### INSTRUCTIONS TO FOLLOW
Copy out the data below, switching "photograph" to "image" wherever it appears and keeping everything else the same. Leave the pictures out of your copy.

(Photo-based point labeling data)
────────

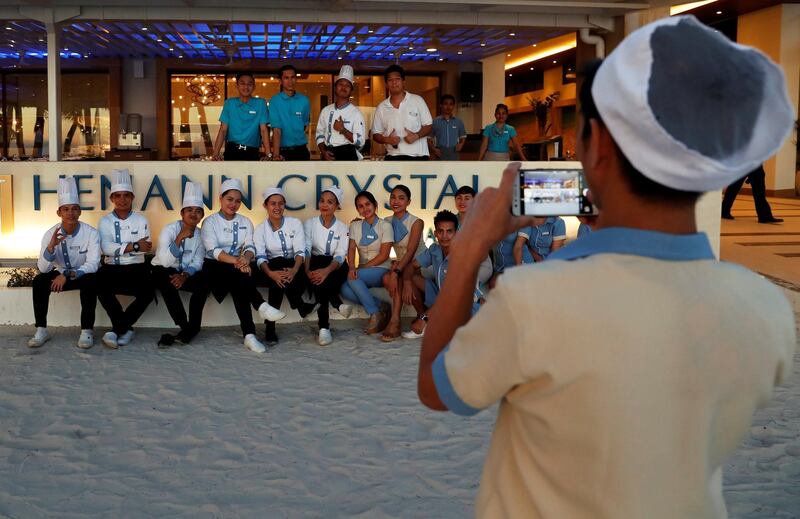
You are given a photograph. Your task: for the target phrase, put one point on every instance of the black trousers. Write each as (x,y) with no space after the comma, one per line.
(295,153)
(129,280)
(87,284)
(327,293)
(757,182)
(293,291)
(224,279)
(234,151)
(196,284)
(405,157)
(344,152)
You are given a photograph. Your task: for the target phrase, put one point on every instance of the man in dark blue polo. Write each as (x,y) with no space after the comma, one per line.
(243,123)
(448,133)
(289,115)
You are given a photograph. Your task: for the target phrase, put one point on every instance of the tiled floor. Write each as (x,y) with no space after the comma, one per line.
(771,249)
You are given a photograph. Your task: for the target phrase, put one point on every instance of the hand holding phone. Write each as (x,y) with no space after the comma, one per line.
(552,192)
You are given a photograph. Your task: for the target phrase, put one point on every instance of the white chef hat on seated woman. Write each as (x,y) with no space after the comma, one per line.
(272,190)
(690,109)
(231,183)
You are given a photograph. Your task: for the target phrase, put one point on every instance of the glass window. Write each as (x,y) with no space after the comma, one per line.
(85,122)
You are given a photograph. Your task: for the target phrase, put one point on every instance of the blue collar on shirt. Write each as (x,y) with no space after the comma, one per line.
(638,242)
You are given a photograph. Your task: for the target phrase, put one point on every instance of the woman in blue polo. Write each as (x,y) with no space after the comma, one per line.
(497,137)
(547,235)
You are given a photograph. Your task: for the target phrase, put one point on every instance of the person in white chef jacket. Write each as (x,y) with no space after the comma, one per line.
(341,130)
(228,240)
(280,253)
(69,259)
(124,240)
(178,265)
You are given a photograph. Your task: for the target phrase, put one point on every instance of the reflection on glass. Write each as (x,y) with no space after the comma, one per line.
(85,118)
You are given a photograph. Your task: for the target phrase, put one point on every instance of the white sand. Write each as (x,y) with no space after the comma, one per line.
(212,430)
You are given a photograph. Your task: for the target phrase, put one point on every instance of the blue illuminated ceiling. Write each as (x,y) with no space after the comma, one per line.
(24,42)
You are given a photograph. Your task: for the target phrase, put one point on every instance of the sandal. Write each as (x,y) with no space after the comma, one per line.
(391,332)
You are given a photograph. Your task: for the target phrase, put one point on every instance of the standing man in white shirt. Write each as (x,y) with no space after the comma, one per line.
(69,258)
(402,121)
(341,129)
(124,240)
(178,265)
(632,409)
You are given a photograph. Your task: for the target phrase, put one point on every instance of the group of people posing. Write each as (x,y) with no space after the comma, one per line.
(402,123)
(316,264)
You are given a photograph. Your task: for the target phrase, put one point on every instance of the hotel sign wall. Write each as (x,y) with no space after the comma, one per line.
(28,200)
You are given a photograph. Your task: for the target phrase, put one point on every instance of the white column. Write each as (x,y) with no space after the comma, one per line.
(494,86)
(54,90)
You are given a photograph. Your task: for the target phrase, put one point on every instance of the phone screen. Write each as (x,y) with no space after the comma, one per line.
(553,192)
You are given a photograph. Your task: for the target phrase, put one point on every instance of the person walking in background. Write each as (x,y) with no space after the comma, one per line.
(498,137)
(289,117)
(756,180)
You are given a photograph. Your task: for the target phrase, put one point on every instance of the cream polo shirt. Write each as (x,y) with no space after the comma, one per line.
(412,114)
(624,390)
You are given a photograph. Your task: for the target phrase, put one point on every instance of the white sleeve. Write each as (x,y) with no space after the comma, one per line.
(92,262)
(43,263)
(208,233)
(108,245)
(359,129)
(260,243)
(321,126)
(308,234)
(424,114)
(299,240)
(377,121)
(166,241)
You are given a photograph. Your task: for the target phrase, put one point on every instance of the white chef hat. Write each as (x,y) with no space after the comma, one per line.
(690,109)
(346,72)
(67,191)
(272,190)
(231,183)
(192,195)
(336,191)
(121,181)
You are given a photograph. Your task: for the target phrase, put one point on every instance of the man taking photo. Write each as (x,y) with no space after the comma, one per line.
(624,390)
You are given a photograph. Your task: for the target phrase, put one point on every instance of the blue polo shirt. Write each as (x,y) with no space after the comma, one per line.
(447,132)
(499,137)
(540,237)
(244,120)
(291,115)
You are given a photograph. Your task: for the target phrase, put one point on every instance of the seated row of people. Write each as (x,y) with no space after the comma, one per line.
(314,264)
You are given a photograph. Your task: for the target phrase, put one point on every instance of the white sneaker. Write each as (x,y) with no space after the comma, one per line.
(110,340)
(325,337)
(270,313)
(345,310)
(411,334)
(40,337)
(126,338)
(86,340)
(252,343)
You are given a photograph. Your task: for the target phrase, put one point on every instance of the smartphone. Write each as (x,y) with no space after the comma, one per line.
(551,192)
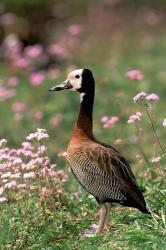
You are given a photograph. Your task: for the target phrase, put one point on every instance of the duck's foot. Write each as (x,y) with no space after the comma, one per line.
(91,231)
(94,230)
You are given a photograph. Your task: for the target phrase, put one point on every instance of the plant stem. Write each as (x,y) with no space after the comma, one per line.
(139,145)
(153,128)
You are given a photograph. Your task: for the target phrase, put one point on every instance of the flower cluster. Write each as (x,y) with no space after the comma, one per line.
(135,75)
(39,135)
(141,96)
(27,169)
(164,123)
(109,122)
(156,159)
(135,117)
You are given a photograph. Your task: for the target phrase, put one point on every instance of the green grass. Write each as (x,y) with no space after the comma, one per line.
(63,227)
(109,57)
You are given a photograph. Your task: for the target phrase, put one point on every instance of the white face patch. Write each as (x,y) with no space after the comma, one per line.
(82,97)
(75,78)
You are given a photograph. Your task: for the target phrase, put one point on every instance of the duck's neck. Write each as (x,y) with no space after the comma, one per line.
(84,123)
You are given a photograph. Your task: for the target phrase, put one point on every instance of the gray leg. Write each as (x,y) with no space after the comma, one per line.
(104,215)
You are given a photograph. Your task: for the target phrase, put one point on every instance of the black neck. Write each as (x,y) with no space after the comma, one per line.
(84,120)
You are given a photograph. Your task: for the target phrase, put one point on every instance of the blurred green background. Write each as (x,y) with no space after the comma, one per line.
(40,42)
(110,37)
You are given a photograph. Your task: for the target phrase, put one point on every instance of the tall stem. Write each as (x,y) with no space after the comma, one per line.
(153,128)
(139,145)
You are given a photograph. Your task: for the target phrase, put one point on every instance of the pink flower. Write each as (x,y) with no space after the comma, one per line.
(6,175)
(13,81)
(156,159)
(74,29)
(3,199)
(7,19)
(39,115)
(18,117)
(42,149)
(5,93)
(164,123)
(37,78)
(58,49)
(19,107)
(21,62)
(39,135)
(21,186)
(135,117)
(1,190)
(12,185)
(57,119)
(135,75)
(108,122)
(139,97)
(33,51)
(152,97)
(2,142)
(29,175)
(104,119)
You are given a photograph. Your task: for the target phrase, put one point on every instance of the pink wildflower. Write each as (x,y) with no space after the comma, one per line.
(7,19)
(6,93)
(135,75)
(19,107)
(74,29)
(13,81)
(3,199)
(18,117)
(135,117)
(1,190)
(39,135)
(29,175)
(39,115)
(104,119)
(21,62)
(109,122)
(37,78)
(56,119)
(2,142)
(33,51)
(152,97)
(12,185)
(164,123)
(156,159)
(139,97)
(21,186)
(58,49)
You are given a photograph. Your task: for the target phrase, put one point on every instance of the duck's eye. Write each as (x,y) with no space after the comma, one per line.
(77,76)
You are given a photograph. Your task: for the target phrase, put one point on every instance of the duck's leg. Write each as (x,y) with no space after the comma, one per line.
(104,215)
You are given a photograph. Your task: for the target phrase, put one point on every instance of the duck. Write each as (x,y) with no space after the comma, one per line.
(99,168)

────────

### CORRECT RESULT
You are given a image. Your task: for the target phrase, put one point on every instance of the black trousers. Write each as (x,y) with no space after the comma, one per line.
(295,153)
(129,280)
(87,284)
(327,293)
(757,182)
(293,291)
(224,279)
(234,151)
(196,284)
(405,157)
(344,152)
You are given a image. Your task: for the target phrase, put one point on every instance of the man in dark blue polo. Write each as (x,y) with no space after the comma, one per line.
(243,123)
(448,133)
(289,115)
You are given a image. Your task: for the target phrase, put one point on every instance of the tiled floor. Write each as (x,y) with no space after the comma, one per line.
(771,249)
You are given a image. Your task: for the target phrase, put one point on every instance of the hand holding phone. Write each as (x,y) with no space after the comma, one per line.
(552,192)
You are given a image. Your task: for the target phrase, put one point on every instance of the white chef hat on seated woman. Write each as (x,y) with no space after the comma, one per line.
(272,190)
(690,109)
(231,183)
You are given a image. Your task: for the target phrase, put one point on every instance of the glass window. Write each as (x,y) with no space after the comma, one per line.
(85,122)
You are given a image. Your task: for the target phrase, put one point on every instance of the blue collar on shirt. Write each as (x,y) with no space after the comma, one per line.
(638,242)
You are given a image. Your task: for the target phrase, put one point on every instance of the woman in blue polo. Write each as (x,y) with no space after the comma, one per line.
(497,137)
(547,235)
You are given a image. Your task: for the target phrase, put one point on every instance of the person in white chef jacket. Write each as (x,y) with no space after the comma, one per line.
(341,130)
(228,240)
(280,253)
(69,259)
(124,240)
(178,265)
You are given a image. Your task: for the target phrase, put one point on every instance of the reflection on glass. Write each as (x,y) with no space after the comma, one per line.
(85,118)
You are given a image. Your task: for the target phrase, put one point on every instance of the white sand. Write each as (x,y) with no space after the comma, one per line.
(212,430)
You are given a image. Your task: for the target phrase, put one point on every instance of the blue illuminated ceiling. Write each as (x,y) with no space after the comma, one per line.
(24,42)
You are given a image. Your task: for the target phrase, put one point on every instance of the sandal. Write each as (x,y) with no space after the comma, one per line.
(391,332)
You are given a image. Your task: for the target phrase, put one point on every instance of the standing man in white shirt. Write each as (x,y) with no space after the comma, one per line.
(69,258)
(402,121)
(341,129)
(124,240)
(178,265)
(632,409)
You are given a image. Your task: for the target phrase, put one point on every instance of the group of people posing. Write each as (x,y) with no space after the comma, one per line.
(402,123)
(316,264)
You are given a image. Your task: for the target phrase, put one point on every instance of the hotel sign wall. Write each as (x,y) with no space after the comma, one per line.
(28,200)
You are given a image. Your task: for the target phrase, put one point on every instance of the white column. Write each as (x,y) with no space after the comma, one per line.
(494,86)
(54,90)
You are given a image. Your task: for the target phrase, put one point on every instance of the phone screen. Write each as (x,y) with no space after the comma, one per line.
(553,192)
You are given a image. Your task: for the target phrase, put one point on every instance of the person walking in background. Write each as (x,y) with no space after the comma, one per line.
(498,137)
(289,117)
(756,180)
You are given a image. Your task: for the target phrase, put one point on every instance of the cream polo shirt. Write each as (x,y) with no space after the comma, one per line.
(412,114)
(624,390)
You are given a image. Your task: for the target phrase, put one point on every instance of the white sleeve. Write each as (x,y) with no space after the comma, one per line.
(92,262)
(43,263)
(208,233)
(108,245)
(359,129)
(260,243)
(321,126)
(308,234)
(424,114)
(299,240)
(377,121)
(166,241)
You are given a image. Your task: for the target phrase, put one point on every instance of the white chef hat. Write each as (x,y) with no space after the comma, one per line.
(690,109)
(346,72)
(67,191)
(272,190)
(231,183)
(192,195)
(336,191)
(121,181)
You are given a image. Your task: for the target phrase, put one point on every instance of the man taking photo. Write each as (x,y) with no space after the comma, one per line.
(624,390)
You are given a image. Your task: for the target phrase, put one point on every instance of the blue polo shirt. Write each as (x,y) with no space after the comma, one per line.
(447,132)
(499,137)
(540,237)
(244,120)
(291,115)
You are given a image. Your task: for the target phrase, put one point on every instance of the seated row of people. Write each as (x,y) with no space after the comma, one per line.
(314,264)
You are given a image. Your task: for the target phrase, put one point on every instance of the white sneaker. Write each as (x,y) with no space after the comma, one per line.
(110,340)
(325,337)
(270,313)
(345,310)
(411,334)
(40,337)
(126,338)
(86,340)
(252,343)
You are given a image. Your task: for the target phrase, put one point on every instance of the smartphone. Write each as (x,y) with no space after the comma, one per line.
(551,192)
You are given a image. Your task: for the target phrase, put one point on every instance of the duck's foot. Write each as (x,y) with no space after the comma, one per line.
(91,231)
(94,230)
You are given a image. Your task: for the target phrase, put one point on every instance of the plant stem. Write each as (x,y) with no space after the comma, one per line.
(139,145)
(153,128)
You are given a image. Your task: for the target phrase, put one point on every instance of the flower cluster. Write each as (x,y) with no space after the comma, one per line.
(135,75)
(39,135)
(141,96)
(27,169)
(164,123)
(109,122)
(156,159)
(135,117)
You are given a image. Your task: for the target phrase, put one point on every instance of the green grass. Write each as (x,y) with no space after the comma, one per line.
(63,227)
(109,57)
You are given a image. Your task: for the target phrase, put one point on every instance of the white face patch. Write each as (x,y) with no space after the comma, one per line.
(82,97)
(75,78)
You are given a image. Your task: for the target phrase, put one point on every instance of the duck's neck. Write each as (x,y) with no space after the comma, one per line.
(84,123)
You are given a image. Your task: for the target phrase, put one point on every instance of the gray leg. Write each as (x,y) with no space after the comma, one per line.
(104,215)
You are given a image. Your task: for the target phrase, put one point on every instance of the black neck. Write each as (x,y) with no space after the comma, one per line.
(84,120)
You are given a image. Your task: for the target phrase, put one point on every instance of the blurred green background. Write each as (x,y) with no space after the comma, one per line.
(40,42)
(110,37)
You are given a image. Your task: for the target phrase, put one point on every instance of the tall stem. Write each as (x,y) with no space after the comma, one per line.
(153,128)
(139,145)
You are given a image. Your task: for the target phrase, put one point on every instance of the pink flower. Write each as (x,y) with no space after the comma, one per line.
(6,175)
(13,81)
(156,159)
(74,29)
(3,199)
(7,19)
(39,115)
(18,117)
(42,149)
(5,93)
(164,123)
(37,78)
(58,49)
(19,107)
(21,62)
(39,135)
(21,186)
(135,117)
(1,190)
(12,185)
(57,119)
(135,75)
(108,122)
(139,97)
(33,51)
(152,97)
(2,142)
(29,175)
(104,119)
You are given a image. Your task: for the target phrase, put one point on every instance of the pink wildflower. Write each as (x,y) with no space after the comma, one per line.
(7,19)
(6,93)
(135,75)
(19,107)
(74,29)
(13,81)
(3,199)
(18,117)
(135,117)
(1,190)
(39,135)
(29,175)
(39,115)
(104,119)
(21,62)
(109,122)
(37,78)
(56,119)
(2,142)
(33,51)
(152,97)
(12,185)
(164,123)
(156,159)
(139,97)
(21,186)
(58,49)
You are given a image. Your task: for the target phrase, put one point on every instance of the duck's eye. Write each as (x,y) with no space after the comma, one per line.
(77,76)
You are given a image. Your task: for the target phrase, put one point on every instance of the duck's leg. Write each as (x,y) with no space after the comma, one per line.
(104,215)
You are given a image. Your task: for the target phrase, put one point on every instance of the duck. Write each as (x,y) with no space after the comma, one per line.
(99,168)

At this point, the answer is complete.